==== Data for the task

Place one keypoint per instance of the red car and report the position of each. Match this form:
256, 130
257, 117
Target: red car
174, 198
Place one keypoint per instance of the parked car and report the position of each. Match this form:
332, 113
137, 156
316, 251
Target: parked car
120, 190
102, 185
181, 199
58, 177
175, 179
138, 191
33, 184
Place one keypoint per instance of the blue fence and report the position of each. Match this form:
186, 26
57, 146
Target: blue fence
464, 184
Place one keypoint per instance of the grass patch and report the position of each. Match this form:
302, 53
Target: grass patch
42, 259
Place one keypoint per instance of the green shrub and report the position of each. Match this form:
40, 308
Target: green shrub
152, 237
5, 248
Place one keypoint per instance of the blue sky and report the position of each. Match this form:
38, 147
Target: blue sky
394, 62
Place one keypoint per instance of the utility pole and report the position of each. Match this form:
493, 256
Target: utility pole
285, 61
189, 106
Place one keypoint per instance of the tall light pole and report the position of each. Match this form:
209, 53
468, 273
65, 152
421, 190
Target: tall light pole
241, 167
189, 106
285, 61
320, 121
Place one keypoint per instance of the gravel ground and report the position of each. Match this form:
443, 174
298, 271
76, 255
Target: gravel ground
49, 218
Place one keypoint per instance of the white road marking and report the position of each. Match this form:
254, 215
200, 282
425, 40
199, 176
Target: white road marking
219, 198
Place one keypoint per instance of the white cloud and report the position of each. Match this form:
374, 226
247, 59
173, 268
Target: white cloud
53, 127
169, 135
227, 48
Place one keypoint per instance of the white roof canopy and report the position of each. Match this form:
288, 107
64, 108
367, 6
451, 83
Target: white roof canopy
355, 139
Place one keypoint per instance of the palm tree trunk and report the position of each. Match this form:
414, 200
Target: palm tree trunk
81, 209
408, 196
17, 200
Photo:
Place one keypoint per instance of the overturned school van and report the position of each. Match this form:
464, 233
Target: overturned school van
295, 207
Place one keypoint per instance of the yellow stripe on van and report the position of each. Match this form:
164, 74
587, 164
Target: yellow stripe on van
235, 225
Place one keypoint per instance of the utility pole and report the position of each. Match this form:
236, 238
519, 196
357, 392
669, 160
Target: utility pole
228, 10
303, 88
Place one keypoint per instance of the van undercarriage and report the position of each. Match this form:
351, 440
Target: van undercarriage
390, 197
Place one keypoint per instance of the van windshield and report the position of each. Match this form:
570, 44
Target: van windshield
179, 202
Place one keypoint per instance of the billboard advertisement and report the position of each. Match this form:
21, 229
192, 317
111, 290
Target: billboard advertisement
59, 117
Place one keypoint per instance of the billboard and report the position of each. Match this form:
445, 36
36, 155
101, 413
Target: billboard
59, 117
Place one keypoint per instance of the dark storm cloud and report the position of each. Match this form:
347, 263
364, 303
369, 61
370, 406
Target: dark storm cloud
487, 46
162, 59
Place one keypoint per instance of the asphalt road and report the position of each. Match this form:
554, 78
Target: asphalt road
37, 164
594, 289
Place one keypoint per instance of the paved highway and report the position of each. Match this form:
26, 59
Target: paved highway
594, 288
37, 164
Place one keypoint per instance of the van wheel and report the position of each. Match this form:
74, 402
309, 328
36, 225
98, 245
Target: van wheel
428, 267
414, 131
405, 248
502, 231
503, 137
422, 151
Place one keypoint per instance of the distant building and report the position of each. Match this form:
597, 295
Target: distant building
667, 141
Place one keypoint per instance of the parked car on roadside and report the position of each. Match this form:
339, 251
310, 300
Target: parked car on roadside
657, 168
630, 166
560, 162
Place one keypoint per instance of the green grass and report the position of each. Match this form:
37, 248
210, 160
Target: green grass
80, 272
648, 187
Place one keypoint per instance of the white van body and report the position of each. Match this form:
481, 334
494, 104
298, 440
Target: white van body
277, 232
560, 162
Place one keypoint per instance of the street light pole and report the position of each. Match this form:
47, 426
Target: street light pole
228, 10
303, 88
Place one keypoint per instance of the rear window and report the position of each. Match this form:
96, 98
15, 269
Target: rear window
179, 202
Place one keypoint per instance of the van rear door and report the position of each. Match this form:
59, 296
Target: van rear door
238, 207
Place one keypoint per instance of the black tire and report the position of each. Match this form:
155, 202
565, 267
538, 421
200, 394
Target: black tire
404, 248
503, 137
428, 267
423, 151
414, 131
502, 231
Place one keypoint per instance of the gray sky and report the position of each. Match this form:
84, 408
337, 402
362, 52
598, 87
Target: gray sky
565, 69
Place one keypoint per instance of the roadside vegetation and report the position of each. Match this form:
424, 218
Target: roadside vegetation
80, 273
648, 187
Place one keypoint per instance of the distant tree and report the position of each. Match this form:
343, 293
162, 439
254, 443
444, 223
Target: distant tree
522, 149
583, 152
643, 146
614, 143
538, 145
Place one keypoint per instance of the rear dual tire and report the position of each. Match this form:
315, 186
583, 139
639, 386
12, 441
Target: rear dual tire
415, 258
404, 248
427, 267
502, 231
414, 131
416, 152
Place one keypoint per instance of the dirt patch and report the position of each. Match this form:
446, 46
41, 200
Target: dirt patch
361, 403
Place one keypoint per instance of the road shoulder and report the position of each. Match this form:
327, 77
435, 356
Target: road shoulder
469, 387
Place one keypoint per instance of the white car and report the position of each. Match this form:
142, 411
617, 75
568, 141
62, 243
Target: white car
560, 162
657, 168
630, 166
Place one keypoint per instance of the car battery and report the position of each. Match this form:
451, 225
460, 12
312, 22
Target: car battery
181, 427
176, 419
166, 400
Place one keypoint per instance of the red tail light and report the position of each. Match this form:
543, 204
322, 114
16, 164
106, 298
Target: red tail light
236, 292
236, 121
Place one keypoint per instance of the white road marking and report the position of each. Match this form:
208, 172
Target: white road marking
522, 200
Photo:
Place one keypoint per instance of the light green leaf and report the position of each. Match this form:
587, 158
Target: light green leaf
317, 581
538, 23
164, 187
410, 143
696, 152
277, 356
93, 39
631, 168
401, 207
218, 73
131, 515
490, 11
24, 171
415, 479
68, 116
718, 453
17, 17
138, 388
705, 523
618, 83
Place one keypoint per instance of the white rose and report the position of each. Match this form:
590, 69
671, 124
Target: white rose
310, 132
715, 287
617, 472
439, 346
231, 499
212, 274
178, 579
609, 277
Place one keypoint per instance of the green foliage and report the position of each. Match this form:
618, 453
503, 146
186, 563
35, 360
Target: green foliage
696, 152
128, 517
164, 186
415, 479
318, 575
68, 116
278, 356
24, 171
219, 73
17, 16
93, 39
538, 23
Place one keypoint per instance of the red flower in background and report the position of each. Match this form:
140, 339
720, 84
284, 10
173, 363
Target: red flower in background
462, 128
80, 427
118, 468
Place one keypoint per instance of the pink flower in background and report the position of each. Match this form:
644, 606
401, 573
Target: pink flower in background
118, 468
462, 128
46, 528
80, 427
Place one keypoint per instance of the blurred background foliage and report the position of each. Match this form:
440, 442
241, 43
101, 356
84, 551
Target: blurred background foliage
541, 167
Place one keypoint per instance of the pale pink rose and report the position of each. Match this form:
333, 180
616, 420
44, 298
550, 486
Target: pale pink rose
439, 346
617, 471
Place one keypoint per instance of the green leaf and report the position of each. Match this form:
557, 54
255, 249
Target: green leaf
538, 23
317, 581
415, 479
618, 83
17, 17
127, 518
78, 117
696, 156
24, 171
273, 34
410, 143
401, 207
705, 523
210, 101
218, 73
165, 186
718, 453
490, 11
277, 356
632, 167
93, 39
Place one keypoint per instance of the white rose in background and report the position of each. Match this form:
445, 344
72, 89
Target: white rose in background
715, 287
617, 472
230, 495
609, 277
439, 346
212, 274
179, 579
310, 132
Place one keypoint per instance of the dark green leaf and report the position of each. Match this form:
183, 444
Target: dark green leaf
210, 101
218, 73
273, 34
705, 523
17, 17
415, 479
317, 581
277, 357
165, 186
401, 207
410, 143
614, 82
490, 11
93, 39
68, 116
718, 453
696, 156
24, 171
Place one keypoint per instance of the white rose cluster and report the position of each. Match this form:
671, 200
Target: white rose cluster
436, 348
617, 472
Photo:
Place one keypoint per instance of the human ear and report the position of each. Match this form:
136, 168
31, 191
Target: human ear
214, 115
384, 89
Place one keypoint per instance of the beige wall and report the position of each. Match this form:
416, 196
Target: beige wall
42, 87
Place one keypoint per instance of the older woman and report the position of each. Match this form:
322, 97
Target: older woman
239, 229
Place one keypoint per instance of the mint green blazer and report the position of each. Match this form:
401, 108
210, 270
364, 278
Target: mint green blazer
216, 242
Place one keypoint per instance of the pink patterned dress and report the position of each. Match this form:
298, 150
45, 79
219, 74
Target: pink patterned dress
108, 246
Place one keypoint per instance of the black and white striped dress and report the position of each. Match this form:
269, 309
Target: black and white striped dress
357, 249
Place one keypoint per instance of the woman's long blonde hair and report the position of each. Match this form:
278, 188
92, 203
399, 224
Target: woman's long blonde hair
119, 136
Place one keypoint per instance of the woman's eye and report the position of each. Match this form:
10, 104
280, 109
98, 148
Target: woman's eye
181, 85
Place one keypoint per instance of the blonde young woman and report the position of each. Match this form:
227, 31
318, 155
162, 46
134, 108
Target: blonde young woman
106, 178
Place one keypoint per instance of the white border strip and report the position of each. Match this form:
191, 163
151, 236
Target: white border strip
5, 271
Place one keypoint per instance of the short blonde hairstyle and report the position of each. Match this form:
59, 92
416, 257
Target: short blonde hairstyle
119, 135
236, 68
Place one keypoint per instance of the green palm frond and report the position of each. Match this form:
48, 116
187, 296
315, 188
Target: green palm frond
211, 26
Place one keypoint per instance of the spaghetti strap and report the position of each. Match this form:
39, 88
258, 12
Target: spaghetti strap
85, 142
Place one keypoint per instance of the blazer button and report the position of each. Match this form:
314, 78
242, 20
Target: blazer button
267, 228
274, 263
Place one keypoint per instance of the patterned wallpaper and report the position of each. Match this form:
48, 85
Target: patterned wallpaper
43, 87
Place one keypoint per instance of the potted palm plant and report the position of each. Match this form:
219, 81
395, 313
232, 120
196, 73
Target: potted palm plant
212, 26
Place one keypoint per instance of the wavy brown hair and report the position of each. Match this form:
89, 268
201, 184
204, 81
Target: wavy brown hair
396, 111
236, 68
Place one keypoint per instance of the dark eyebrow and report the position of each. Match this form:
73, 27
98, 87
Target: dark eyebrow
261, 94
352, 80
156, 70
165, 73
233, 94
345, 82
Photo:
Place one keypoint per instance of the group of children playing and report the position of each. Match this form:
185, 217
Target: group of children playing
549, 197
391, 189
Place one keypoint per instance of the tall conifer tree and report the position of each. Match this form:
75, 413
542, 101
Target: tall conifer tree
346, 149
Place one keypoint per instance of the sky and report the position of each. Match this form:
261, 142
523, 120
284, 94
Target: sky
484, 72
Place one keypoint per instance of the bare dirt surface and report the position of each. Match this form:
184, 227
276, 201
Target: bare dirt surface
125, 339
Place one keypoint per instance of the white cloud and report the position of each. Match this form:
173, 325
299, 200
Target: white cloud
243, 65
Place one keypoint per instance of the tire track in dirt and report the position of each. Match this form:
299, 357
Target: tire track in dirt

========

### Problem statement
What is wanted is a copy of every line in the listing that includes the word "track".

### Result for this task
Place one keypoint per instance of the tire track in dirt and report the position of each. Match this form:
Target: tire track in dirt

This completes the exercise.